## Instructions to follow:
Reproduce every line of the records below verbatim, leaving out the pictures.

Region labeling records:
• • • • • • •

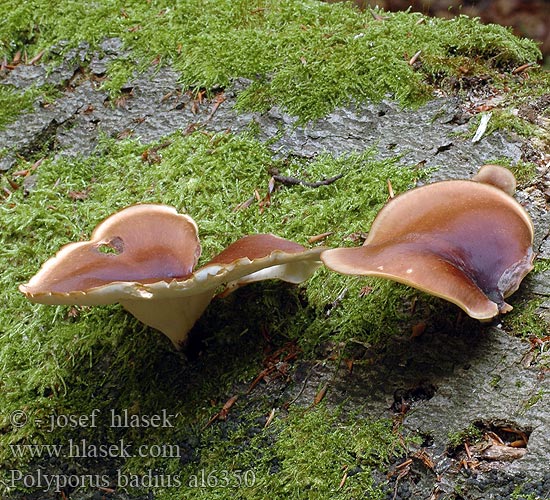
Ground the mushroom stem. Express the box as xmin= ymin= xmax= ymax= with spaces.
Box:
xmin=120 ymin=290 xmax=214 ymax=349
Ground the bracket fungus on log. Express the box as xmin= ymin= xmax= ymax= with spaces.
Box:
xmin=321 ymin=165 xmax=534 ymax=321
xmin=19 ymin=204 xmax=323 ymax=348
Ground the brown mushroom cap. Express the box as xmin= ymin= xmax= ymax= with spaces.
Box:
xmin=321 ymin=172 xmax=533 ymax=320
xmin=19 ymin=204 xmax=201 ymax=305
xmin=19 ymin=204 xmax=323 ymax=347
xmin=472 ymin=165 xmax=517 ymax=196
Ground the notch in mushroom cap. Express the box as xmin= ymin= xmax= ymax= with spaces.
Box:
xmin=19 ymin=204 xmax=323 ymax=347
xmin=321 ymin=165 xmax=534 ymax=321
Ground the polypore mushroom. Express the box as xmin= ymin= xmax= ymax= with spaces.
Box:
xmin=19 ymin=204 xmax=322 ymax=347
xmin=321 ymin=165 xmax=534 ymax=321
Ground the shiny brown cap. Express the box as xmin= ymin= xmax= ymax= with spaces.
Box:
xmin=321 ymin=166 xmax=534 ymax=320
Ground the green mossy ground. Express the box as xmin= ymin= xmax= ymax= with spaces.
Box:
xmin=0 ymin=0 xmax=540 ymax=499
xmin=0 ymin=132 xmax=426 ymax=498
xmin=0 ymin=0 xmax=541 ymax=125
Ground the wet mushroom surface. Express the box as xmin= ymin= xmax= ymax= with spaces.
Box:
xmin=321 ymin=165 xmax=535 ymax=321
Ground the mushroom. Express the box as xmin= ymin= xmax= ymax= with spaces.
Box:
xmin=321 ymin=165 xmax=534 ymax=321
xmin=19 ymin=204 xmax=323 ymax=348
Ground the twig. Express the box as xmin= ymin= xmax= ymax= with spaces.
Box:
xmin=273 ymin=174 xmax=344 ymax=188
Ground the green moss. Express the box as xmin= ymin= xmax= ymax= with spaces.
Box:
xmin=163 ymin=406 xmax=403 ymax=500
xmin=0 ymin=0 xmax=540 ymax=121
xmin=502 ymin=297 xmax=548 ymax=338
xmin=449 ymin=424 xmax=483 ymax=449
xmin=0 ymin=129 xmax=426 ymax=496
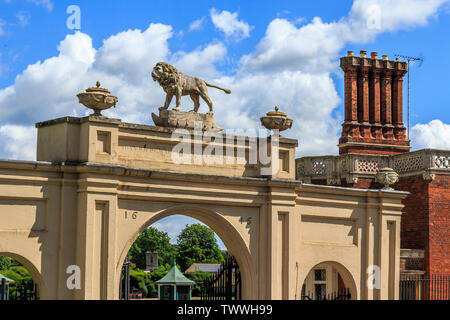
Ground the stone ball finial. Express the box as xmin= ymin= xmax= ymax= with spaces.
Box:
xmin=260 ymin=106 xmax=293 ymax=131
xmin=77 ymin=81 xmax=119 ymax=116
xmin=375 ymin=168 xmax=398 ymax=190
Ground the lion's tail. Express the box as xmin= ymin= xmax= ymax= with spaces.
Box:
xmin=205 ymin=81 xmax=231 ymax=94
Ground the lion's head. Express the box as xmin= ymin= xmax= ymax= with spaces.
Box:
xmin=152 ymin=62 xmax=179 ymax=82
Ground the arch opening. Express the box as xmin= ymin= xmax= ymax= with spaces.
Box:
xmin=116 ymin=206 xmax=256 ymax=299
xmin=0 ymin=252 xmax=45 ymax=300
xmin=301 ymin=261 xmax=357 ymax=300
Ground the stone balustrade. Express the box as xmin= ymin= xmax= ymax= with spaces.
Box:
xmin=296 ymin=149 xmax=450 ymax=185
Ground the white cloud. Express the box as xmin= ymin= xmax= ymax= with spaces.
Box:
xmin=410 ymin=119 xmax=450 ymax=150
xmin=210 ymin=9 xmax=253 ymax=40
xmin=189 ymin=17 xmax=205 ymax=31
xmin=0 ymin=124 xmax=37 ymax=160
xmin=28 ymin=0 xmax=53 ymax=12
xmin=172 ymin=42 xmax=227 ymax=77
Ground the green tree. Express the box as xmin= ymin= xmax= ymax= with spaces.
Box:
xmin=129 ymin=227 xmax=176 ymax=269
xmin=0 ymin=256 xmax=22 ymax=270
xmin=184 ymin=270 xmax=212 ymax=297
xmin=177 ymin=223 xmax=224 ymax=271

• • • • • • •

## Exercise output:
Ground the mushroom stem. Express the box as xmin= ymin= xmax= ymax= with spaces.
Box:
xmin=120 ymin=290 xmax=214 ymax=349
Ground the bracket fungus on log. Express the box as xmin= ymin= xmax= ymax= with spaces.
Box:
xmin=321 ymin=165 xmax=534 ymax=321
xmin=19 ymin=204 xmax=323 ymax=348
Ground the brown mushroom cap. Express the box as xmin= ymin= xmax= ymax= with spaces.
Box:
xmin=321 ymin=172 xmax=533 ymax=320
xmin=19 ymin=204 xmax=201 ymax=305
xmin=19 ymin=204 xmax=323 ymax=347
xmin=472 ymin=165 xmax=517 ymax=196
Ground the notch in mushroom cap. Express the box as xmin= ymin= xmax= ymax= with spaces.
Box:
xmin=19 ymin=204 xmax=323 ymax=347
xmin=321 ymin=165 xmax=534 ymax=321
Ground the polypore mushroom. Express the box as xmin= ymin= xmax= ymax= with spaces.
Box:
xmin=19 ymin=204 xmax=322 ymax=347
xmin=321 ymin=165 xmax=534 ymax=321
Ground the shiny brown cap. Express the box as xmin= ymin= xmax= ymax= with spaces.
Box:
xmin=321 ymin=166 xmax=534 ymax=320
Ground the green mossy ground. Express the box as xmin= ymin= xmax= ymax= with spaces.
Box:
xmin=0 ymin=0 xmax=540 ymax=499
xmin=0 ymin=132 xmax=426 ymax=498
xmin=0 ymin=0 xmax=541 ymax=125
Ground the wet mushroom surface. Express the box as xmin= ymin= xmax= ymax= with spaces.
Box:
xmin=321 ymin=165 xmax=535 ymax=321
Ground the mushroom. Express the box as xmin= ymin= xmax= ymax= with spaces.
Box:
xmin=321 ymin=165 xmax=534 ymax=321
xmin=19 ymin=204 xmax=323 ymax=348
Ground the twig. Express the box as xmin= ymin= xmax= ymax= with spaces.
Box:
xmin=273 ymin=174 xmax=344 ymax=188
Ground the green moss. Express the box as xmin= ymin= xmax= ymax= with spaces.
Box:
xmin=163 ymin=406 xmax=403 ymax=500
xmin=0 ymin=0 xmax=540 ymax=121
xmin=502 ymin=297 xmax=548 ymax=338
xmin=449 ymin=424 xmax=483 ymax=449
xmin=0 ymin=129 xmax=426 ymax=496
Ground the stone ball finial. Express the box as xmin= ymin= xmax= ymax= with spaces.
Box:
xmin=260 ymin=106 xmax=293 ymax=131
xmin=77 ymin=81 xmax=119 ymax=116
xmin=375 ymin=168 xmax=398 ymax=190
Ground the lion's tail. Express the box as xmin= ymin= xmax= ymax= with spaces.
Box:
xmin=205 ymin=81 xmax=231 ymax=94
Ground the lion's head. Express the box as xmin= ymin= xmax= ymax= with spaces.
Box:
xmin=152 ymin=62 xmax=179 ymax=82
Ground the arch opening. Express the box as xmin= ymin= xmax= ymax= with spaces.
Box:
xmin=116 ymin=206 xmax=256 ymax=299
xmin=0 ymin=252 xmax=45 ymax=300
xmin=301 ymin=261 xmax=357 ymax=300
Ground the stone balustrade. Express the box as xmin= ymin= xmax= ymax= with spaces.
Box:
xmin=296 ymin=149 xmax=450 ymax=185
Ground the white cloud. Express the box as xmin= ymin= xmax= ymax= with spaces.
Box:
xmin=410 ymin=119 xmax=450 ymax=150
xmin=210 ymin=9 xmax=253 ymax=40
xmin=189 ymin=17 xmax=205 ymax=31
xmin=0 ymin=124 xmax=37 ymax=160
xmin=28 ymin=0 xmax=53 ymax=12
xmin=172 ymin=42 xmax=227 ymax=77
Ground the green tree. Express the box as xmin= ymin= xmax= ymax= with spaces.
Box:
xmin=129 ymin=227 xmax=176 ymax=269
xmin=0 ymin=256 xmax=22 ymax=270
xmin=184 ymin=270 xmax=212 ymax=297
xmin=177 ymin=223 xmax=224 ymax=271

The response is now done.